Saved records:
------------
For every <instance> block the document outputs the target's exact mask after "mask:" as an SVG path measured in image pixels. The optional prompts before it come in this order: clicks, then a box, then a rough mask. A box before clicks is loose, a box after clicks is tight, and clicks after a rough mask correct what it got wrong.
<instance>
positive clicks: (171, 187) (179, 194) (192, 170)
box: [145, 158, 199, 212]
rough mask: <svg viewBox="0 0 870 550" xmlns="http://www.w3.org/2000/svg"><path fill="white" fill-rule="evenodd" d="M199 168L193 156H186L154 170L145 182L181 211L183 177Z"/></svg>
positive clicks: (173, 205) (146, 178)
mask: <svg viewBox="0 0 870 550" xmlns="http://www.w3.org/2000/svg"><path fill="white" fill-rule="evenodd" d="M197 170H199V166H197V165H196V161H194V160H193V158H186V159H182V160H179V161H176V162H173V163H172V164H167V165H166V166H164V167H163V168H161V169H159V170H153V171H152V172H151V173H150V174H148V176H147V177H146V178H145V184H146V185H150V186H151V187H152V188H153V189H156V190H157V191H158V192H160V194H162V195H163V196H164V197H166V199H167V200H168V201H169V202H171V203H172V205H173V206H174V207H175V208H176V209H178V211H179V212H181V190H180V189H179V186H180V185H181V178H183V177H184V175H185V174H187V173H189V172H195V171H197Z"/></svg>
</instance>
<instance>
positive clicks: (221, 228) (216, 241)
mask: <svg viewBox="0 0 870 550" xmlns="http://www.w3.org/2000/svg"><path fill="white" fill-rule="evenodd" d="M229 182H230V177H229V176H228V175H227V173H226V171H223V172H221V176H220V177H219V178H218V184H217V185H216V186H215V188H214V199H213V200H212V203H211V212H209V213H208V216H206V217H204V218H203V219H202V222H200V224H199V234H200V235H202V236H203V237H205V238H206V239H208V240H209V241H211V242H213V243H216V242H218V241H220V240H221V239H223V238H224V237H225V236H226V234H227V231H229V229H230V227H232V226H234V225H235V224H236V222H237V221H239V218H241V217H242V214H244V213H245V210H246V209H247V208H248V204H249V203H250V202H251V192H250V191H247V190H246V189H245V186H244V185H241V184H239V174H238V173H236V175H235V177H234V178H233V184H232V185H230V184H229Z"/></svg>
------------
▸ Exercise directions: Render every line above as a Markdown table with the columns "No." and "Line", giving each line its row number and skipping any blank lines.

▸ Written answer:
| No. | Line |
|---|---|
| 1 | For every <instance> block the document outputs the target's exact mask after "mask:" as an SVG path measured in image pixels. The optional prompts before it come in this order: clicks, then a box, then a rough mask. A box before clicks is loose, a box after clicks is tight, and clicks after a rough mask correct what it got wrong. |
| 2 | <instance> |
| 3 | positive clicks: (171, 187) (179, 194) (192, 170) |
| 4 | box: [145, 158, 199, 212] |
| 5 | rough mask: <svg viewBox="0 0 870 550" xmlns="http://www.w3.org/2000/svg"><path fill="white" fill-rule="evenodd" d="M199 168L193 156H186L154 170L145 182L181 211L183 177Z"/></svg> |
| 6 | positive clicks: (173, 205) (146, 178) |
| 7 | mask: <svg viewBox="0 0 870 550" xmlns="http://www.w3.org/2000/svg"><path fill="white" fill-rule="evenodd" d="M197 170H199V166H197V165H196V161H194V160H193V158H186V159H182V160H179V161H176V162H173V163H172V164H167V165H166V166H164V167H163V168H161V169H159V170H153V171H152V172H151V173H150V174H148V176H147V177H146V178H145V184H146V185H150V186H151V187H152V188H153V189H156V190H157V191H158V192H160V194H162V195H163V196H164V197H166V199H167V200H168V201H169V202H171V203H172V205H173V206H174V207H175V208H176V209H178V211H179V212H181V190H180V189H179V186H180V185H181V178H183V177H184V175H185V174H187V173H189V172H195V171H197Z"/></svg> |
| 8 | </instance> |
| 9 | <instance> |
| 10 | positive clicks: (221, 228) (216, 241) |
| 11 | mask: <svg viewBox="0 0 870 550" xmlns="http://www.w3.org/2000/svg"><path fill="white" fill-rule="evenodd" d="M229 182H230V177H229V176H228V175H227V173H226V171H223V172H221V176H220V177H219V178H218V184H217V185H216V186H215V188H214V199H213V200H212V203H211V212H209V213H208V216H206V217H204V218H203V219H202V222H200V224H199V234H200V235H202V236H203V237H205V238H206V239H208V240H209V241H211V242H213V243H216V242H218V241H220V240H221V239H223V238H224V237H225V236H226V234H227V231H229V229H230V227H232V226H234V225H235V224H236V222H237V221H239V218H241V217H242V214H244V213H245V210H246V209H247V208H248V204H249V203H250V202H251V192H250V191H247V190H246V189H245V186H244V185H241V184H239V174H238V173H236V175H235V177H234V178H233V184H232V185H230V184H229Z"/></svg> |